Exercise material:
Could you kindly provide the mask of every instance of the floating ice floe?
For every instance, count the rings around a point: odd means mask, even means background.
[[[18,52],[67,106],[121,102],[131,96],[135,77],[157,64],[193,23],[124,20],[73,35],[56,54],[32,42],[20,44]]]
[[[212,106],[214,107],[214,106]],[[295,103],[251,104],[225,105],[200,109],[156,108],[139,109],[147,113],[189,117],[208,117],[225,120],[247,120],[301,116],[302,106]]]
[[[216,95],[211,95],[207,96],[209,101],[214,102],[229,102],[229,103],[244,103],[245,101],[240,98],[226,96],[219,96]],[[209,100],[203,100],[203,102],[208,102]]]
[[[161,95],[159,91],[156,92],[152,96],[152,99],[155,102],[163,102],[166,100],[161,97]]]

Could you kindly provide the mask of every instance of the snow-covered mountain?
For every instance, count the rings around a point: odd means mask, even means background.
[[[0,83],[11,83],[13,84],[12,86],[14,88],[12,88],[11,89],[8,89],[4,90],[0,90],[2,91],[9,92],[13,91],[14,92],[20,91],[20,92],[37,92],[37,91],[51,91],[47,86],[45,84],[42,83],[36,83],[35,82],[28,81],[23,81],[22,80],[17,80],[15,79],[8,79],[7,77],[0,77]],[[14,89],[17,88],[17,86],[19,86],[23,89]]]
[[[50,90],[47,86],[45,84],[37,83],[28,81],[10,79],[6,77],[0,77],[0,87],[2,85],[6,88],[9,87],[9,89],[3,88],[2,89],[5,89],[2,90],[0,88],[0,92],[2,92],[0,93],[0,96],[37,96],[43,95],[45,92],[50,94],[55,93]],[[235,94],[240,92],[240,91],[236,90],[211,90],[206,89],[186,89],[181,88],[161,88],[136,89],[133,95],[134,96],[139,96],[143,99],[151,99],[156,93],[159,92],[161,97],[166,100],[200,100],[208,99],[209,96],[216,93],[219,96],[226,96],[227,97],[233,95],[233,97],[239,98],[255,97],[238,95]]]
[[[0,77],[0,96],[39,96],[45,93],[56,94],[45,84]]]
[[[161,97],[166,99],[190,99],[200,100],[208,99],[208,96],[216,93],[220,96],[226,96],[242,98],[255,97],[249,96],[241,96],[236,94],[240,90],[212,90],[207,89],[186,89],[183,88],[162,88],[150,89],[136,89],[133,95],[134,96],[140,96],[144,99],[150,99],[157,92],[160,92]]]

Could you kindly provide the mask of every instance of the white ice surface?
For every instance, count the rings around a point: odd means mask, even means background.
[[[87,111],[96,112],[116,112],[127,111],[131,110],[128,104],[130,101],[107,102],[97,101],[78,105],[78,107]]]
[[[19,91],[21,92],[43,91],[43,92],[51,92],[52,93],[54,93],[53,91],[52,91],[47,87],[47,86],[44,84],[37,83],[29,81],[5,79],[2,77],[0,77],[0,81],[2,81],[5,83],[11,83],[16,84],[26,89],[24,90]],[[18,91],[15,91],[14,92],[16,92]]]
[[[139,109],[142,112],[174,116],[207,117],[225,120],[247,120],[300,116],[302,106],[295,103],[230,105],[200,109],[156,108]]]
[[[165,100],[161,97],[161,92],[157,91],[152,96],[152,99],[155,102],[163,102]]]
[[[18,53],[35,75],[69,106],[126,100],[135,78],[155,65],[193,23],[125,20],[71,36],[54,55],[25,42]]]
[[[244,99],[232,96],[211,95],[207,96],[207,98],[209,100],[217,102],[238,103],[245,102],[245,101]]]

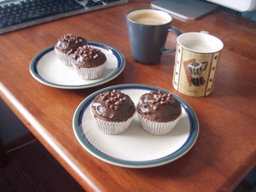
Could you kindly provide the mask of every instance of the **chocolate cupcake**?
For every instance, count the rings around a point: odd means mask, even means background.
[[[83,37],[74,33],[68,33],[58,39],[58,42],[55,46],[55,51],[64,65],[71,66],[71,54],[73,54],[79,46],[86,44],[87,40]]]
[[[171,132],[177,125],[181,113],[180,102],[160,90],[143,94],[137,105],[142,127],[154,135]]]
[[[103,74],[107,57],[100,49],[84,45],[72,55],[72,64],[83,79],[95,79]]]
[[[98,128],[107,134],[125,131],[136,112],[131,97],[116,90],[96,96],[90,104],[90,108]]]

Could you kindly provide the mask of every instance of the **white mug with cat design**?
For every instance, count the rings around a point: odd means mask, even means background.
[[[207,32],[186,32],[177,37],[172,85],[190,96],[213,90],[223,42]]]

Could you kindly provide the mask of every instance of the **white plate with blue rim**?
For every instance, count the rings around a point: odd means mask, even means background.
[[[182,116],[176,127],[164,136],[146,132],[135,115],[129,129],[119,135],[107,135],[99,131],[90,105],[100,93],[120,90],[135,104],[139,97],[151,90],[168,90],[146,84],[127,84],[110,86],[94,92],[78,106],[73,119],[78,142],[90,154],[107,163],[122,167],[146,168],[162,166],[177,160],[195,144],[199,134],[199,122],[194,110],[182,98],[173,94],[182,105]]]
[[[93,41],[87,43],[88,45],[101,49],[106,55],[107,65],[102,77],[92,80],[80,79],[73,66],[61,63],[54,50],[55,46],[49,47],[34,56],[29,67],[32,76],[45,85],[72,90],[97,86],[115,79],[121,73],[125,66],[125,60],[120,51],[105,44]]]

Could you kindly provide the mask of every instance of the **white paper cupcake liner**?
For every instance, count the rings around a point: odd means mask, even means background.
[[[67,54],[60,53],[55,49],[55,51],[57,55],[58,59],[61,61],[61,63],[65,66],[72,66],[71,63],[71,56]]]
[[[74,70],[76,73],[79,74],[79,76],[85,80],[90,80],[90,79],[95,79],[99,77],[101,77],[103,74],[104,69],[106,63],[103,65],[101,65],[96,67],[91,67],[91,68],[83,68],[83,67],[78,67],[75,65],[73,65]]]
[[[181,117],[180,115],[176,119],[169,122],[155,122],[143,118],[139,113],[137,113],[137,115],[143,130],[153,135],[166,135],[171,132]]]
[[[125,132],[130,126],[132,117],[123,122],[108,122],[99,118],[95,118],[98,129],[108,135],[116,135]]]

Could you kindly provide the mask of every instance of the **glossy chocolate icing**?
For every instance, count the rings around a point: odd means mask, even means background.
[[[100,49],[84,45],[79,47],[72,56],[72,62],[77,67],[95,67],[102,65],[107,60]]]
[[[68,55],[73,53],[79,47],[87,44],[87,40],[75,33],[63,35],[55,44],[56,49]]]
[[[181,114],[180,102],[172,95],[161,91],[143,94],[137,106],[143,117],[156,122],[168,122]]]
[[[133,116],[135,105],[128,95],[113,90],[96,96],[91,110],[95,117],[103,120],[122,122]]]

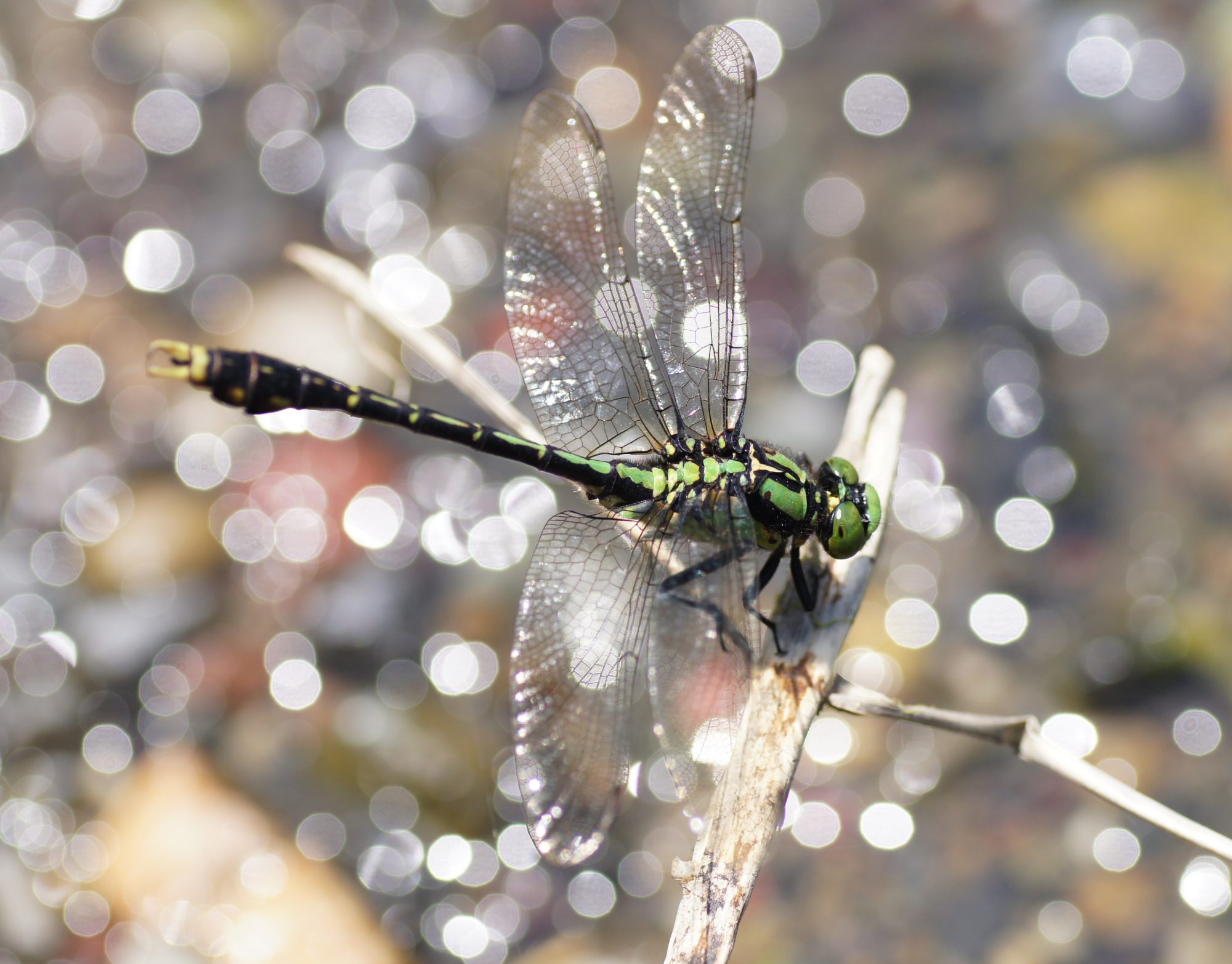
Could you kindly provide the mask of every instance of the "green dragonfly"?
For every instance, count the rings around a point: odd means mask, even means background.
[[[505,304],[546,444],[256,353],[150,348],[153,375],[245,412],[388,422],[568,480],[594,503],[543,528],[510,658],[527,825],[556,863],[605,839],[628,779],[638,668],[685,795],[731,754],[766,629],[777,646],[758,597],[779,565],[812,609],[802,547],[816,536],[845,558],[881,521],[877,492],[846,460],[814,471],[742,434],[753,85],[727,27],[699,33],[668,78],[637,187],[636,281],[594,125],[565,94],[531,102],[509,186]]]

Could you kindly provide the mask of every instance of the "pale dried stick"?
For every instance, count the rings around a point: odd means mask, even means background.
[[[372,290],[368,276],[359,268],[336,254],[330,254],[310,244],[288,244],[283,254],[288,261],[359,304],[391,334],[415,349],[429,365],[441,372],[498,422],[504,423],[524,439],[543,441],[543,434],[533,420],[526,418],[488,382],[471,371],[462,362],[462,359],[436,337],[431,328],[415,325],[405,313],[382,301]]]
[[[1158,800],[1121,783],[1099,767],[1079,759],[1055,743],[1050,743],[1040,732],[1040,721],[1035,716],[988,716],[942,710],[936,706],[903,704],[846,679],[838,680],[828,701],[834,709],[857,716],[888,716],[893,720],[909,720],[924,726],[935,726],[940,730],[950,730],[1000,743],[1018,753],[1019,758],[1047,767],[1053,773],[1090,790],[1096,796],[1101,796],[1133,816],[1189,841],[1204,851],[1232,860],[1232,839],[1178,814]]]
[[[877,487],[887,510],[906,406],[902,392],[886,391],[892,370],[893,359],[883,349],[861,354],[837,450]],[[814,572],[825,576],[812,613],[802,609],[790,586],[780,595],[775,619],[786,655],[764,660],[754,669],[736,748],[711,798],[692,860],[673,865],[684,895],[668,962],[728,959],[782,820],[804,735],[833,687],[833,660],[860,608],[880,541],[877,531],[859,555],[830,561],[824,570],[813,561]],[[774,652],[769,642],[764,648]]]

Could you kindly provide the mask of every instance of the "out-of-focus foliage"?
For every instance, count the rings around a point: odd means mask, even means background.
[[[593,864],[521,825],[510,627],[574,497],[143,360],[248,346],[477,415],[286,265],[309,242],[525,403],[521,112],[575,91],[627,205],[710,22],[761,74],[748,434],[824,456],[873,340],[909,396],[844,672],[1036,713],[1232,830],[1228,10],[0,6],[0,960],[662,954],[691,837],[649,735]],[[1227,867],[957,737],[827,714],[785,823],[743,960],[1232,958]]]

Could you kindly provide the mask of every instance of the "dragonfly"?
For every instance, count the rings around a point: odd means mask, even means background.
[[[336,409],[567,480],[588,510],[551,518],[510,655],[514,756],[540,852],[579,863],[628,782],[634,695],[681,798],[731,756],[750,669],[775,624],[758,598],[801,552],[846,558],[881,521],[876,489],[744,436],[740,237],[754,68],[739,35],[687,46],[654,111],[637,186],[637,271],[607,161],[570,96],[530,104],[509,186],[505,307],[545,441],[347,385],[257,353],[155,341],[149,371],[250,414]]]

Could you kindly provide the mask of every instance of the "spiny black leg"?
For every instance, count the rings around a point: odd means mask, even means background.
[[[758,573],[758,579],[748,589],[744,590],[744,608],[748,609],[753,615],[755,615],[766,629],[770,630],[770,635],[774,636],[774,648],[782,656],[786,650],[779,642],[779,624],[772,619],[763,614],[758,609],[758,597],[761,595],[761,590],[770,584],[770,579],[779,571],[779,563],[782,562],[782,551],[785,546],[779,546],[770,557],[761,566],[761,572]]]
[[[744,634],[737,629],[732,620],[727,618],[727,614],[719,609],[713,603],[702,603],[699,599],[690,599],[686,595],[676,595],[675,593],[668,593],[668,598],[674,603],[680,603],[681,605],[690,607],[691,609],[700,609],[702,613],[708,613],[715,618],[715,632],[718,635],[718,646],[723,652],[727,652],[727,642],[724,636],[732,641],[732,645],[739,650],[740,656],[744,657],[745,662],[753,661],[753,647],[749,646],[749,641],[745,639]]]
[[[690,566],[687,570],[680,570],[680,572],[669,576],[663,581],[659,588],[665,593],[671,593],[681,586],[691,583],[694,579],[700,579],[710,572],[717,572],[731,562],[732,558],[732,550],[724,549],[722,552],[716,552],[710,558],[703,558],[696,566]]]
[[[791,547],[791,581],[796,586],[796,595],[803,603],[804,611],[812,613],[817,609],[817,587],[808,584],[804,563],[800,561],[800,546]]]
[[[732,625],[732,621],[723,614],[723,610],[721,610],[717,605],[713,605],[712,603],[703,603],[696,599],[690,599],[689,597],[679,595],[675,592],[681,586],[687,586],[694,579],[700,579],[702,576],[706,576],[711,572],[717,572],[718,570],[723,568],[723,566],[729,565],[733,558],[734,555],[731,549],[726,549],[722,552],[716,552],[710,558],[703,558],[697,565],[690,566],[686,570],[680,570],[680,572],[676,572],[665,578],[659,584],[659,592],[665,593],[668,598],[670,598],[676,603],[683,603],[684,605],[687,605],[692,609],[700,609],[702,613],[708,613],[710,615],[712,615],[715,618],[715,632],[718,635],[718,645],[723,650],[723,652],[727,652],[727,642],[724,640],[724,636],[729,636],[736,647],[744,655],[744,658],[748,660],[750,655],[749,641],[744,639],[743,632],[740,632],[736,626]]]

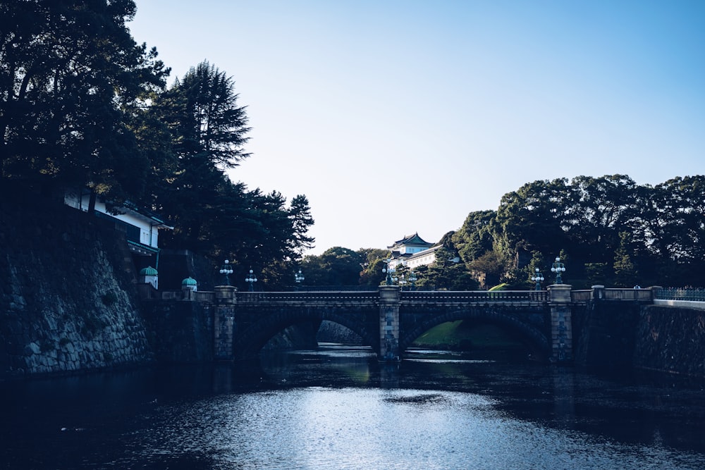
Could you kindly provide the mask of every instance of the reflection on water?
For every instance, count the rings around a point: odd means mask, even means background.
[[[702,384],[333,345],[0,384],[0,469],[703,469]]]

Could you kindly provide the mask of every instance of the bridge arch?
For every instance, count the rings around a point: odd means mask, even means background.
[[[233,353],[236,358],[257,357],[272,337],[288,326],[323,320],[350,328],[362,339],[363,344],[372,347],[376,354],[379,354],[376,330],[357,319],[366,316],[376,319],[376,311],[362,312],[362,315],[355,316],[351,316],[349,311],[343,314],[333,308],[285,309],[264,316],[261,316],[261,311],[257,313],[258,321],[243,328],[233,338]]]
[[[519,313],[519,316],[517,314]],[[500,328],[513,333],[522,339],[536,352],[548,357],[551,352],[551,342],[541,328],[522,320],[522,317],[528,316],[527,314],[536,313],[504,311],[501,309],[484,307],[473,307],[470,309],[458,309],[445,313],[435,315],[424,315],[424,319],[418,323],[400,333],[399,340],[399,354],[403,354],[415,340],[424,333],[442,323],[458,320],[472,320],[479,323],[496,325]]]

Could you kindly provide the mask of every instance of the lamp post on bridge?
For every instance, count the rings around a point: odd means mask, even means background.
[[[560,278],[560,273],[565,272],[565,265],[560,262],[560,256],[556,256],[556,261],[551,266],[551,272],[556,273],[556,283],[563,284],[563,279]]]
[[[536,268],[536,274],[531,277],[532,282],[536,283],[535,290],[541,290],[541,283],[544,282],[544,275],[539,272],[539,268]]]
[[[233,273],[233,267],[230,265],[228,260],[225,260],[223,267],[221,268],[220,273],[225,276],[225,285],[230,285],[230,278],[228,276]]]
[[[299,290],[299,286],[301,285],[302,281],[305,279],[304,275],[301,273],[301,270],[300,269],[298,273],[294,273],[294,280],[296,281],[296,290]]]
[[[393,273],[394,273],[394,268],[389,267],[389,263],[390,263],[390,261],[391,261],[391,259],[389,259],[389,258],[387,258],[386,259],[384,260],[384,266],[385,266],[385,267],[382,268],[382,272],[383,273],[386,273],[386,274],[387,274],[387,277],[386,277],[387,285],[394,285],[394,281],[396,280],[396,278],[395,278],[395,277],[393,277],[392,276],[393,274]]]
[[[247,277],[245,278],[245,282],[250,284],[250,292],[255,292],[255,283],[257,282],[257,278],[254,275],[252,268],[250,269],[250,273],[247,274]]]

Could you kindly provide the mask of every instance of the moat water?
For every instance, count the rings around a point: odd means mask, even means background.
[[[0,383],[0,469],[705,469],[705,384],[324,345]]]

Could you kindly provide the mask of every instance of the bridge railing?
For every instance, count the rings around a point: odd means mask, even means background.
[[[644,300],[653,299],[651,289],[605,289],[605,299],[607,300]]]
[[[239,302],[355,302],[373,303],[379,299],[379,292],[374,291],[306,291],[293,292],[237,292]]]
[[[539,303],[548,301],[547,290],[403,291],[402,302],[415,303]]]
[[[655,289],[654,298],[660,300],[689,300],[705,302],[705,289],[692,287],[660,287]]]

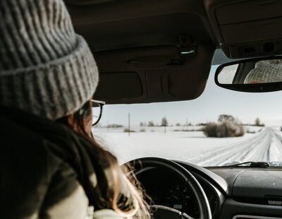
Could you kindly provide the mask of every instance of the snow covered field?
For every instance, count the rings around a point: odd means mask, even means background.
[[[190,126],[198,130],[199,126]],[[143,132],[140,132],[143,129]],[[282,132],[273,128],[247,127],[255,134],[237,138],[207,138],[202,131],[181,131],[181,127],[94,129],[97,140],[115,154],[120,164],[142,157],[161,157],[202,166],[234,161],[281,161]],[[178,131],[175,131],[178,129]],[[259,131],[260,130],[260,131]]]

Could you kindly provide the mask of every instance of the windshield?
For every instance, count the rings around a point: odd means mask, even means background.
[[[160,157],[201,166],[282,161],[281,92],[217,87],[211,69],[196,100],[105,105],[93,134],[119,163]]]

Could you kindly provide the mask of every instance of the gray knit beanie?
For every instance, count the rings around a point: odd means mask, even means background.
[[[0,1],[0,106],[54,120],[81,107],[97,83],[63,1]]]
[[[256,63],[244,83],[282,81],[282,62],[279,59],[264,60]]]

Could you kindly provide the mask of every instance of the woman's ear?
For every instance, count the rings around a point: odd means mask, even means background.
[[[75,122],[75,114],[70,114],[68,116],[68,123],[74,131],[78,131],[77,124]]]

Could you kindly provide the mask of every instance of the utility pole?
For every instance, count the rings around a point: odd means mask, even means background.
[[[130,136],[130,113],[128,113],[128,136]]]
[[[164,123],[164,133],[166,133],[166,125],[167,125],[167,121],[166,121],[166,117],[164,116],[164,119],[166,122]]]

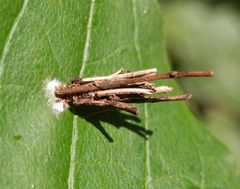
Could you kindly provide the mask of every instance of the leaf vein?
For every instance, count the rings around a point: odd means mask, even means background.
[[[15,31],[17,30],[17,27],[18,27],[18,23],[19,21],[21,20],[23,14],[25,13],[25,10],[26,10],[26,7],[28,5],[28,1],[29,0],[25,0],[24,3],[23,3],[23,6],[22,6],[22,9],[20,10],[16,20],[14,21],[13,23],[13,26],[10,30],[10,33],[8,35],[8,38],[5,42],[5,45],[4,45],[4,49],[3,49],[3,53],[2,53],[2,57],[1,57],[1,60],[0,60],[0,79],[2,77],[2,73],[3,73],[3,69],[4,69],[4,60],[6,58],[6,55],[7,53],[9,52],[9,49],[10,49],[10,46],[11,46],[11,40],[12,40],[12,37],[13,37],[13,34],[15,33]],[[0,80],[0,83],[1,83],[1,80]]]

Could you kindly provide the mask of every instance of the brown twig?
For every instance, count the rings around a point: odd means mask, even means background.
[[[155,87],[149,81],[214,75],[212,71],[173,71],[166,74],[156,74],[156,71],[153,68],[123,73],[121,69],[109,76],[75,79],[69,84],[56,88],[55,95],[58,100],[75,106],[112,106],[137,115],[139,113],[137,108],[128,103],[179,101],[191,98],[191,94],[152,97],[151,94],[171,92],[172,88],[168,86]]]
[[[173,71],[167,74],[157,74],[143,77],[136,77],[130,79],[114,79],[111,80],[97,80],[90,83],[76,85],[69,84],[64,87],[59,87],[56,89],[55,94],[57,97],[67,97],[69,95],[78,95],[81,93],[89,93],[93,91],[106,90],[106,89],[115,89],[120,87],[126,87],[135,85],[136,83],[148,82],[154,80],[162,80],[169,78],[183,78],[183,77],[212,77],[214,73],[212,71],[198,71],[198,72],[177,72]]]

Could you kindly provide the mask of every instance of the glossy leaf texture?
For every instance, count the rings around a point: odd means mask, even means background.
[[[138,105],[138,118],[105,107],[56,116],[47,104],[47,78],[66,82],[120,68],[169,71],[157,1],[25,0],[21,6],[9,5],[9,17],[18,16],[8,21],[11,29],[0,30],[8,33],[0,43],[2,188],[240,186],[231,155],[184,102]],[[175,81],[158,84],[181,93]]]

What is required:
Set out exactly the run of lines that begins at the line holding "the brown twig?" and ends at the last line of the data.

Full response:
Could you kindly provide the mask of every instance of the brown twig?
For every instance, count the rings around a point: odd means mask, even means background.
[[[155,87],[149,81],[214,75],[212,71],[173,71],[166,74],[156,74],[156,71],[153,68],[123,73],[121,69],[109,76],[75,79],[69,84],[56,88],[55,95],[58,100],[75,106],[112,106],[137,115],[139,113],[137,108],[128,103],[179,101],[191,98],[191,94],[152,97],[151,94],[171,92],[172,88],[168,86]]]
[[[173,71],[167,74],[157,74],[143,77],[136,77],[130,79],[114,79],[111,80],[97,80],[90,83],[76,85],[69,84],[64,87],[59,87],[56,89],[55,94],[57,97],[67,97],[69,95],[78,95],[81,93],[89,93],[93,91],[106,90],[106,89],[115,89],[120,87],[126,87],[135,85],[136,83],[148,82],[154,80],[162,80],[169,78],[183,78],[183,77],[212,77],[214,73],[212,71],[198,71],[198,72],[177,72]]]

Could you kindly provide the mask of every instance of the glossy leaf texture?
For every instance, count the rings around a point: odd means mask, even means background.
[[[138,105],[138,118],[105,107],[56,116],[47,104],[47,78],[66,82],[120,68],[169,71],[157,1],[25,0],[21,6],[9,5],[9,17],[18,16],[8,21],[11,29],[0,30],[8,33],[0,43],[2,188],[240,186],[231,155],[184,102]],[[175,81],[158,84],[181,93]]]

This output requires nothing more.